** Start Selected text **

AWS D1.1 includes dedicated requirements for welded tubular connections — a category that covers round, square, and rectangular hollow structural sections (HSS) used in trusses, columns, sign structures, and bridge laterals. The structural behavior and geometry of tubular joints differ enough from flat plate that the code handles them separately.

If your shop regularly welds HSS-to-HSS T, Y, or K connections, or HSS-to-plate chord connections, understanding what changes for WPS qualification is the starting point for a defensible procedure package.

What counts as a tubular connection under D1.1

The code distinguishes between connections made from tubular members and plate-type connections. The tubular-specific requirements apply when the branch or chord member is a hollow section: round, square, or rectangular tube.

For plain groove welds joining the end of a tube to a plate — such as a column baseplate connection — prequalified groove joint configurations often apply without the special tubular provisions. The tubular provisions apply most clearly to T-Y-K branch connections, where a branch member intersects the chord at an angle and the dihedral angle (Ψ) around the joint perimeter varies continuously. That continuously varying geometry is what drives the added complexity.

Dihedral angle and joint accessibility

In a T-Y-K connection, the weld throat and preparation geometry change around the joint circumference. At the crown positions, the intersection geometry is approximately square; at the saddle positions, the geometry can produce an acute dihedral angle as low as 30°.

AWS D1.1 specifies minimum dihedral angles and weld access requirements for prequalified tubular joint configurations. Below the minimum dihedral angle threshold, the code requires either additional qualification or modification of the joint geometry to ensure the welder can achieve complete fusion. Checking dihedral angle limits before finalizing the structural detail is a fabrication engineering task, not just a welding engineering task — catching this during design review is far cheaper than resolving it on the shop floor.

When writing the WPS, the prequalified configurations for tubular work include specific groove preparations and weld sequences for different dihedral angle ranges. Some configurations require a buttering pass before fill passes; others require back-gouging at the saddle. All of this belongs on the WPS — the welder should not be improvising the sequence at the joint.

** End Selected text **
** Start Data shown **

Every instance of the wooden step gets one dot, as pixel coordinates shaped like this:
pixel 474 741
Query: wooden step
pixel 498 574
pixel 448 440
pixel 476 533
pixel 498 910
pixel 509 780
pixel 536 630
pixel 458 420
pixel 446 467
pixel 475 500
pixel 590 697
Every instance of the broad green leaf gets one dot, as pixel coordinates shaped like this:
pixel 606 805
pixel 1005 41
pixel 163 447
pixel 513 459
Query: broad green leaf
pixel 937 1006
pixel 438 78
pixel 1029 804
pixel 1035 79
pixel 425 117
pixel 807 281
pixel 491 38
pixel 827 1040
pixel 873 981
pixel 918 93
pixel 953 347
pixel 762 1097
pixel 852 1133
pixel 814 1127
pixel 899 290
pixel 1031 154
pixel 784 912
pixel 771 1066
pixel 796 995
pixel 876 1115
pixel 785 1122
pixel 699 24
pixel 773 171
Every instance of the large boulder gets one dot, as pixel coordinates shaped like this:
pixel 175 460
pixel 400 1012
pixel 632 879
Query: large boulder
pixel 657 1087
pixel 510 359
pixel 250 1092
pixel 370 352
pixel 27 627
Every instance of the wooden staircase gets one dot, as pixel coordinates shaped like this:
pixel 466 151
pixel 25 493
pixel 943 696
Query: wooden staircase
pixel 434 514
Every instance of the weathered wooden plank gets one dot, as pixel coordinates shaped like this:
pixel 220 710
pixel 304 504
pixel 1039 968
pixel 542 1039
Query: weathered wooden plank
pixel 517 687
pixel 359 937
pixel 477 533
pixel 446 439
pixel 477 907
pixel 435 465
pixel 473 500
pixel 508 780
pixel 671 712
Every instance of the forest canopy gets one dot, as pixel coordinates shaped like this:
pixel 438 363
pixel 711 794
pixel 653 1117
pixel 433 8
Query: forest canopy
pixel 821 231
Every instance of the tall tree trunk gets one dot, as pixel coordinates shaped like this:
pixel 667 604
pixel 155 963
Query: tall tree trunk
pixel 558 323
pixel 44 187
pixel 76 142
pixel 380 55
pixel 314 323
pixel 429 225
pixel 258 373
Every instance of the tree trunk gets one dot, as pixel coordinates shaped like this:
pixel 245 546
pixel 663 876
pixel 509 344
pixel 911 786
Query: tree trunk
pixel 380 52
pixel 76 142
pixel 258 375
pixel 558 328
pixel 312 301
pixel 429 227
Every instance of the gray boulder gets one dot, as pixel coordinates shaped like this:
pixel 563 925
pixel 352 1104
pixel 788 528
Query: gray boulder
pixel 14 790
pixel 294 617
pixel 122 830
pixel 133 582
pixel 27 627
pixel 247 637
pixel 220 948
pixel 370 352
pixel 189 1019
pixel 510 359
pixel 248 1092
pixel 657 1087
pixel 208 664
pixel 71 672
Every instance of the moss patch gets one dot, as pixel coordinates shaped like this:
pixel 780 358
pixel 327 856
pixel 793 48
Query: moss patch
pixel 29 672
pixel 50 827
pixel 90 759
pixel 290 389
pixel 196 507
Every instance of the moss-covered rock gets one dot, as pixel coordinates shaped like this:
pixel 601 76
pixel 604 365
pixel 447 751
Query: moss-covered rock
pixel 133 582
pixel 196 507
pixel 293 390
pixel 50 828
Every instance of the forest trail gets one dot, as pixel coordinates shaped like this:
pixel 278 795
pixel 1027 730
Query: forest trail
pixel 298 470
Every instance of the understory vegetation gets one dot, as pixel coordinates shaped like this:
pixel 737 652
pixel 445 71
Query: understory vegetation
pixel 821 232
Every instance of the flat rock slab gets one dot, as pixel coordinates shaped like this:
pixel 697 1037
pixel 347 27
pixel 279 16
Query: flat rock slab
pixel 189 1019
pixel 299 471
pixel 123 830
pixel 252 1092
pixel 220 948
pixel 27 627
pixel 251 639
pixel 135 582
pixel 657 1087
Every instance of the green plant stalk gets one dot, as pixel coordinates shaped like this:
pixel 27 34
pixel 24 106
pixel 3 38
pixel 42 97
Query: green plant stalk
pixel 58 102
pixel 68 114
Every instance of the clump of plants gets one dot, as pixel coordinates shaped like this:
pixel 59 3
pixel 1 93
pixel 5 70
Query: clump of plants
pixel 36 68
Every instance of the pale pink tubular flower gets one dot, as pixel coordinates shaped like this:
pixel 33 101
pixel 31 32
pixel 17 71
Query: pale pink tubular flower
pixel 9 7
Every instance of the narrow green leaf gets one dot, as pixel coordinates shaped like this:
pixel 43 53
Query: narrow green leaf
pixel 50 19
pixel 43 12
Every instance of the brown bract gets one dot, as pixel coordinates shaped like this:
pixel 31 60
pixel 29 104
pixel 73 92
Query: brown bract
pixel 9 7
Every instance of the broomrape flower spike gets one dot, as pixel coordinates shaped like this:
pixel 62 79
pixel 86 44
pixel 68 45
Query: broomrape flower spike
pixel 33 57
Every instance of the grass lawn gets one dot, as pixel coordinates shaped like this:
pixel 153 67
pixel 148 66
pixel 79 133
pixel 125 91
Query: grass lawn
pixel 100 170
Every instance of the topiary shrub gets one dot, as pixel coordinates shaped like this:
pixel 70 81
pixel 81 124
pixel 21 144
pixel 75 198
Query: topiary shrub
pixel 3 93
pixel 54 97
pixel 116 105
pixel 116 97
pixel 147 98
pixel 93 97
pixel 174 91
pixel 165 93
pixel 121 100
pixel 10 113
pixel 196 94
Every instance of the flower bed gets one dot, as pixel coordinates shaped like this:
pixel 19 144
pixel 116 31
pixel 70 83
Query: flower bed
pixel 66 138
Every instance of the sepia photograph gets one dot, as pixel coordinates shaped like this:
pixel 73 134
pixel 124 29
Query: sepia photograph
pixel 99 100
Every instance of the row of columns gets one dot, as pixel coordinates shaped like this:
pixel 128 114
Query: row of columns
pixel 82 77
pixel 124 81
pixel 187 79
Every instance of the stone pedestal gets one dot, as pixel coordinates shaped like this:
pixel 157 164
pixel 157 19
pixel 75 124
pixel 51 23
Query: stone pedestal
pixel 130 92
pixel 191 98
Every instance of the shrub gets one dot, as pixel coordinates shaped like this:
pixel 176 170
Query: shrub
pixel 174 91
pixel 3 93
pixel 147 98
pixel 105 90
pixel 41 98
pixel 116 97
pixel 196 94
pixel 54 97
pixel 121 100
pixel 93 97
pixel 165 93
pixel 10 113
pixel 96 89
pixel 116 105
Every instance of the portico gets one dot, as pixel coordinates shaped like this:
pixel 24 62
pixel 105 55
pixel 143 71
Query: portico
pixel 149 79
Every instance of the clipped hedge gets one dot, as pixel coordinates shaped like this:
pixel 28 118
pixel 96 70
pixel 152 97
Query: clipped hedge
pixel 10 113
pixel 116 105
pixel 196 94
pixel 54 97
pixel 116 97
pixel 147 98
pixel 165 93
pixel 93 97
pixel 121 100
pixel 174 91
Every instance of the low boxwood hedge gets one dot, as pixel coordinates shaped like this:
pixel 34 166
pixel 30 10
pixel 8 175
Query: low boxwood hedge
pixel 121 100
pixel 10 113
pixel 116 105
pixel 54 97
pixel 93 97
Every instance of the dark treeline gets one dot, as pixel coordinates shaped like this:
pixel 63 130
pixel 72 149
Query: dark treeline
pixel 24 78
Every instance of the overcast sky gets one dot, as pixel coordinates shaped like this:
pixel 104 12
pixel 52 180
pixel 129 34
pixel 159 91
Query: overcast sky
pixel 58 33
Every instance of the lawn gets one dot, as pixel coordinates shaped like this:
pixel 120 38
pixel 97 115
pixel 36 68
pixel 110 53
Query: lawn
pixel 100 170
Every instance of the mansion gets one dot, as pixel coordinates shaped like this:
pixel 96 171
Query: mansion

** End Data shown **

> _Your instructions_:
Reproduce the tubular connections passage word for word, starting with "Dihedral angle and" and going on through "the shop floor.". Work only from the tubular connections passage and not from the data.

> _Task solution_:
Dihedral angle and joint accessibility

In a T-Y-K connection, the weld throat and preparation geometry change around the joint circumference. At the crown positions, the intersection geometry is approximately square; at the saddle positions, the geometry can produce an acute dihedral angle as low as 30°.

AWS D1.1 specifies minimum dihedral angles and weld access requirements for prequalified tubular joint configurations. Below the minimum dihedral angle threshold, the code requires either additional qualification or modification of the joint geometry to ensure the welder can achieve complete fusion. Checking dihedral angle limits before finalizing the structural detail is a fabrication engineering task, not just a welding engineering task — catching this during design review is far cheaper than resolving it on the shop floor.